Could you set down every entry exactly as it appears?

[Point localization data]
○ ○ ○ ○ ○

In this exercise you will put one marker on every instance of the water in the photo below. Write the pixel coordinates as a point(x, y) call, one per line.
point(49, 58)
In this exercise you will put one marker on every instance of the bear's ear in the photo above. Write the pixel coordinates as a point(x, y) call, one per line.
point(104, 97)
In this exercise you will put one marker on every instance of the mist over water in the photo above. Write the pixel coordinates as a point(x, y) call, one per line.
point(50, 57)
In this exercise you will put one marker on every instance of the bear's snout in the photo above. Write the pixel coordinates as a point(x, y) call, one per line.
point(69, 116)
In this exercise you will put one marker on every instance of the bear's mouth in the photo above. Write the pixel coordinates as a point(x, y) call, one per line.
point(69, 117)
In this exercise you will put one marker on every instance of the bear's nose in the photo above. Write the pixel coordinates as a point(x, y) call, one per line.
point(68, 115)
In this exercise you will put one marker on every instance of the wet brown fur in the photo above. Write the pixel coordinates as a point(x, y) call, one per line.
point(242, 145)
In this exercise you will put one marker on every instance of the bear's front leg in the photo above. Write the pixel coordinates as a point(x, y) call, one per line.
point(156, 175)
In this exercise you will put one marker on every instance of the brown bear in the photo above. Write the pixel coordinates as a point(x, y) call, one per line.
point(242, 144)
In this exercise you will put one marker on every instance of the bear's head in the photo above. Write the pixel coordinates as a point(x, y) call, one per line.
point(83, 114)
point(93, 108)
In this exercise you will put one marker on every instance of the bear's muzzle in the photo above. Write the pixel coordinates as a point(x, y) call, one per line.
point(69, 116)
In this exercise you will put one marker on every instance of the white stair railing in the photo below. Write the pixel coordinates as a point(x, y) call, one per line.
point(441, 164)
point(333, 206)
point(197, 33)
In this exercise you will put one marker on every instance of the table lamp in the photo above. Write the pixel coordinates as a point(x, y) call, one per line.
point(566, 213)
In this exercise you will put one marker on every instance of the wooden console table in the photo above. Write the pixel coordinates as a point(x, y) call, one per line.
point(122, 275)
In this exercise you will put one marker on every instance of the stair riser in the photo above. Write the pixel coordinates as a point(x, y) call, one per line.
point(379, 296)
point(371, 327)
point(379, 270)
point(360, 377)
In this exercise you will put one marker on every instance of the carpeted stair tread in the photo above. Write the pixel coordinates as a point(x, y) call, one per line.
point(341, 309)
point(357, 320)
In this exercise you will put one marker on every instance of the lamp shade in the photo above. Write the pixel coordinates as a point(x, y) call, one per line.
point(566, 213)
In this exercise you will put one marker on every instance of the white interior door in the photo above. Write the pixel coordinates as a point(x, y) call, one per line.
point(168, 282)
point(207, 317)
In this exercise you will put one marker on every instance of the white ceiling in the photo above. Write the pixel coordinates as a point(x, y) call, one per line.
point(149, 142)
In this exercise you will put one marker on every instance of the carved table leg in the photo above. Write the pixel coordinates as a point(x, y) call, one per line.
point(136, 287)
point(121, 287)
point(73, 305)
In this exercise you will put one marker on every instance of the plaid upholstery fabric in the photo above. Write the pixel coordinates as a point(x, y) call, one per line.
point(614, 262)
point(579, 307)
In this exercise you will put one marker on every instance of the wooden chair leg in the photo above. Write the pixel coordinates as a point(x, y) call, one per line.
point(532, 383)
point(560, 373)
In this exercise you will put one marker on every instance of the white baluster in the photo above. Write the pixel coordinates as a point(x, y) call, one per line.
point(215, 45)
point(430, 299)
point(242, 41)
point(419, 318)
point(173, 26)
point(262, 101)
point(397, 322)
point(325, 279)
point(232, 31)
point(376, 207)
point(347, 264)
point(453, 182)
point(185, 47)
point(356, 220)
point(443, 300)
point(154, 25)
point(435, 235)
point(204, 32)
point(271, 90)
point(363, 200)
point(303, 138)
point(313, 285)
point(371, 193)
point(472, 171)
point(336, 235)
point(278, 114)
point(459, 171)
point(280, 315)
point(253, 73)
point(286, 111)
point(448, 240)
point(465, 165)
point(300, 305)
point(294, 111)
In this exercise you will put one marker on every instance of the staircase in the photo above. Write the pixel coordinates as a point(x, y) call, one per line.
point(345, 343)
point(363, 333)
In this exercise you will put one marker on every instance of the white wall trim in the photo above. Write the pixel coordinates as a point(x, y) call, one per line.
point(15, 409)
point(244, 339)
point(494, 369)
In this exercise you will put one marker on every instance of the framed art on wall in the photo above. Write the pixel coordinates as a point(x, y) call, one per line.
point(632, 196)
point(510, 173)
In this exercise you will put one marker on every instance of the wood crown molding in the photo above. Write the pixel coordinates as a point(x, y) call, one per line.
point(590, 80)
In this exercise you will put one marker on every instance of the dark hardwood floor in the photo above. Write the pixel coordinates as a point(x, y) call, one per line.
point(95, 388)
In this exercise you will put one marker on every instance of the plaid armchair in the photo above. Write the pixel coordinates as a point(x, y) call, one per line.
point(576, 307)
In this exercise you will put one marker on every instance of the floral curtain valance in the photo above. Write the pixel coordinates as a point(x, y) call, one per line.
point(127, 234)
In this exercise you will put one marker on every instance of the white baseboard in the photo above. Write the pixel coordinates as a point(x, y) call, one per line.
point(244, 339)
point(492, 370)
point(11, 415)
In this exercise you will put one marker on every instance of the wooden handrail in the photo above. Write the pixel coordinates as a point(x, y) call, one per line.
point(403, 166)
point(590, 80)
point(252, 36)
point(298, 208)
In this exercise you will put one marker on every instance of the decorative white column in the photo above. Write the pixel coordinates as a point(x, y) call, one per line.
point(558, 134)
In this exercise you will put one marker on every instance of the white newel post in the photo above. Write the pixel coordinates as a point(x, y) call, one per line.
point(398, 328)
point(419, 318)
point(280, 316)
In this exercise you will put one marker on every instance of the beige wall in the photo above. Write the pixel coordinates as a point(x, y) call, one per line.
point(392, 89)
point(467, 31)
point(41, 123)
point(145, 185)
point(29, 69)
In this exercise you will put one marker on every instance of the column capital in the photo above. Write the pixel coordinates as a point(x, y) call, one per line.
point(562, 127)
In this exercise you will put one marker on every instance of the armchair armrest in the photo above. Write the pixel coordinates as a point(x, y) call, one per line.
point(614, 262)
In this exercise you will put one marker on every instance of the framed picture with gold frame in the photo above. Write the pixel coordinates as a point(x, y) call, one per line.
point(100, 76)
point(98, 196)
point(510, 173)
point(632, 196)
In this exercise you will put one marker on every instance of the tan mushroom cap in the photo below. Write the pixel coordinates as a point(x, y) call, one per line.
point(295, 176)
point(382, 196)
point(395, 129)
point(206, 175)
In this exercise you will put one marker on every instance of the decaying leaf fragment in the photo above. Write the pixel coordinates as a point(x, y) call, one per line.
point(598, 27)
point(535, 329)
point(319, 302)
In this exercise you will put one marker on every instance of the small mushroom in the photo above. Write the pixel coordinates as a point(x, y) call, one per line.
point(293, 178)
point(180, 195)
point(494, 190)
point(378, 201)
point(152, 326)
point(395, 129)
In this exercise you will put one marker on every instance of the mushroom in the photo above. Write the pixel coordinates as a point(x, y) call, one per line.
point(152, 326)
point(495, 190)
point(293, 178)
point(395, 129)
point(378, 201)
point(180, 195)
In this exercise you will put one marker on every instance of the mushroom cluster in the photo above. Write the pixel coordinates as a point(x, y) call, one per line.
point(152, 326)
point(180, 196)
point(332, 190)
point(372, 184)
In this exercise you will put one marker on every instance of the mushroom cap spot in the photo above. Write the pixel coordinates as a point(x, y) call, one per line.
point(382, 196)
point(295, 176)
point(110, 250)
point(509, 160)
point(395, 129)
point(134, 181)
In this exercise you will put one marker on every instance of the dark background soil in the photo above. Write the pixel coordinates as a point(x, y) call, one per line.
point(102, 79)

○ ○ ○ ○ ○

## ANSWER SPACE
In this exercise you will put one marker on every instance of the water in the photo below. Write the pixel coordinates as a point(x, y) call, one per line.
point(49, 58)
In this exercise you will put one marker on every instance of the bear's ear in the photo above. Write the pixel coordinates as a point(x, y) call, one per line.
point(104, 97)
In this exercise you will put one marker on every instance of the mist over water in the photo above. Write the pixel coordinates as a point(x, y) call, one per line.
point(50, 57)
In this exercise you will put one marker on every instance of the bear's snout in the photo above. Write the pixel coordinates as a point(x, y) call, one per line.
point(69, 116)
In this exercise you will put one marker on every instance of the bear's mouth in the photo above. Write the pixel coordinates as a point(x, y) call, one per line.
point(69, 117)
In this exercise you will put one marker on every instance of the bear's nose in the photo above. Write the pixel coordinates as a point(x, y) call, one per line.
point(68, 115)
In this exercise you will put one marker on every instance of the wet brown fur in the photo above. Write the pixel coordinates as a point(x, y) call, one per line.
point(242, 145)
In this exercise you will put one marker on every instance of the bear's front leg in the photo above. Write the pixel coordinates as a point(x, y) call, one per line.
point(156, 175)
In this exercise you will put one marker on every instance of the brown bear in the photo above. Write the pixel coordinates as a point(x, y) call, one per line.
point(242, 144)
In this exercise you will put one marker on every instance of the bear's head in the photo above. Write the pixel coordinates as a point(x, y) call, one per line.
point(83, 114)
point(93, 108)
In this exercise you will put one marker on every instance of the bear's muzzle in the photo above. Write the pixel coordinates as a point(x, y) call, one per line.
point(69, 116)
In this exercise you will put one marker on every instance of the white stair railing in the photo below. Write the pixel coordinates as a point(x, y) call, one per line.
point(441, 164)
point(333, 206)
point(197, 33)
In this exercise you will put one marker on every instance of the table lamp in the photo above. Write the pixel coordinates as a point(x, y) call, one per line.
point(566, 213)
In this exercise you will put one marker on every instance of the wooden console table in the photo above. Write the pixel coordinates as a point(x, y) call, one per line.
point(122, 275)
In this exercise you will put one marker on every instance of the stair riser in the photo above. Write the pixel coordinates as a point(x, y) call, one per line.
point(379, 296)
point(371, 327)
point(379, 270)
point(360, 377)
In this exercise you will put one marker on every instance of the carpeted stair tread in the photo above. Write the pixel coordinates as a point(x, y) call, one per line.
point(341, 309)
point(357, 320)
In this exercise you will put one marker on every instance of the lamp shade in the photo above. Write the pixel coordinates as a point(x, y) call, one per line.
point(566, 213)
In this exercise you will put one marker on every instance of the white interior door in the photo above. Write the pixel coordinates as a point(x, y) call, one per line.
point(168, 282)
point(207, 317)
In this exercise you will put one marker on every instance of the white ceiling in the photo above. Write the pixel coordinates as a point(x, y) call, one per line.
point(149, 142)
In this exercise you will put one marker on every instance of the carved table leg in the photo above. Write the pixel coordinates as a point(x, y) call, one per line.
point(136, 287)
point(121, 287)
point(73, 305)
In this exercise you will put one marker on every instance of the plaid upholstery fabric in the photo above. Write the pixel coordinates as a point(x, y) call, one per line.
point(614, 262)
point(579, 307)
In this exercise you will put one marker on every instance of the wooden chair leg in the photo above. Write the pixel coordinates as a point(x, y) call, one per line.
point(532, 383)
point(560, 373)
In this exercise you will put one marker on every instance of the white baluster in the photo above. Write the pixel coordinates as a point(x, y) call, one per line.
point(215, 45)
point(430, 299)
point(242, 41)
point(419, 318)
point(173, 26)
point(262, 101)
point(397, 322)
point(325, 279)
point(232, 31)
point(376, 207)
point(347, 264)
point(453, 182)
point(185, 47)
point(356, 220)
point(443, 300)
point(154, 25)
point(435, 235)
point(204, 32)
point(271, 90)
point(363, 200)
point(303, 138)
point(313, 285)
point(371, 193)
point(472, 171)
point(336, 235)
point(278, 114)
point(459, 171)
point(280, 315)
point(253, 73)
point(286, 111)
point(448, 240)
point(465, 165)
point(300, 305)
point(294, 111)
In this exercise you will put one marker on every instance of the staircase in the photo above. Write the pixel coordinates as a point(x, y) call, one per line.
point(345, 343)
point(363, 333)
In this exercise you will put one marker on every instance of the white wall trim in the photo above. Write the pixel coordinates as a point(x, y) call, one per line.
point(15, 409)
point(244, 339)
point(494, 369)
In this exercise you will put one marker on every instance of the framed art on wall in the photo above. Write the pixel coordinates as a point(x, y) call, one per line.
point(632, 196)
point(510, 173)
In this exercise you will put one marker on every instance of the wood crown molding in the photo above. Write the pixel coordinates as a point(x, y) call, one per line.
point(590, 80)
In this exercise you will put one marker on every instance of the dark hardwood floor in the photo above. Write the pixel coordinates as a point(x, y) call, one per line.
point(95, 388)
In this exercise you will put one marker on every instance of the plaid armchair in the photo above. Write the pixel coordinates as a point(x, y) call, one per line.
point(576, 307)
In this exercise you will put one marker on every instance of the floral curtain valance in the photo above. Write the pixel coordinates as a point(x, y) call, one per line.
point(127, 234)
In this exercise you will put one marker on every instance of the white baseboard in the photo above. Write the pixel coordinates as a point(x, y) call, one per line.
point(244, 339)
point(492, 370)
point(11, 415)
In this exercise you will put one marker on every instance of the wooden handrail in the photo above. Write the pixel coordinates as a point(x, y) call, one per line.
point(403, 166)
point(590, 80)
point(252, 36)
point(298, 208)
In this exercise you will put one marker on every instance of the decorative white column in the photo above. Write the pixel coordinates as a point(x, y) call, one per line.
point(558, 134)
In this exercise you will put one marker on every instance of the white newel post in the photo above. Write the pixel coordinates as a point(x, y) call, one per line.
point(398, 328)
point(419, 318)
point(280, 316)
In this exercise you will put one marker on every instance of the beige wall in the photo above. Write the pixel coordinates as a point(x, y) call, one per line.
point(392, 89)
point(467, 31)
point(41, 123)
point(145, 185)
point(29, 69)
In this exercise you will put one marker on every instance of the column capital in the photo above. Write the pixel coordinates as a point(x, y) call, one per line.
point(562, 127)
In this exercise you will put one marker on every instance of the armchair armrest in the photo above. Write the pixel coordinates as a point(x, y) call, one per line.
point(614, 262)
In this exercise you will put one marker on every instance of the framed picture with gold frame in the photo above. Write the pixel coordinates as a point(x, y) call, one per line.
point(100, 76)
point(98, 196)
point(510, 173)
point(632, 196)
In this exercise you will put one marker on every instance of the tan mushroom cap in the photo below. Write the pixel coordinates as a point(x, y) call, one per line.
point(295, 176)
point(382, 196)
point(395, 129)
point(206, 175)
In this exercise you will put one marker on every instance of the decaying leaf fragment in the photo above. Write the pixel coordinates as a point(x, y) call, one per line.
point(598, 27)
point(535, 329)
point(319, 302)
In this exercise you will put one marker on every instance of the small mushroom in the photo above. Write the pixel coordinates as a point(x, y) call, one per line.
point(293, 178)
point(180, 195)
point(494, 190)
point(378, 201)
point(152, 326)
point(395, 129)
In this exercise you will put one marker on every instance of the mushroom in the photo above. Write the pixel coordinates as a point(x, y) call, one per line.
point(152, 326)
point(495, 190)
point(293, 178)
point(395, 129)
point(378, 201)
point(180, 195)
In this exercise you will put one marker on every instance of the mushroom cluster in the photo above. Write the pixel coordinates as a point(x, y) call, one per line.
point(152, 326)
point(180, 196)
point(332, 190)
point(372, 184)
In this exercise you will put one marker on every instance of the mushroom cap spot in the photo above. Write the pixel coordinates as a point(x, y) call, one per line.
point(382, 196)
point(295, 176)
point(110, 250)
point(509, 160)
point(395, 129)
point(134, 181)
In this exercise you will put one marker on every instance of the dark background soil in the photo above. Write the pixel coordinates as a point(x, y) call, one per line.
point(102, 79)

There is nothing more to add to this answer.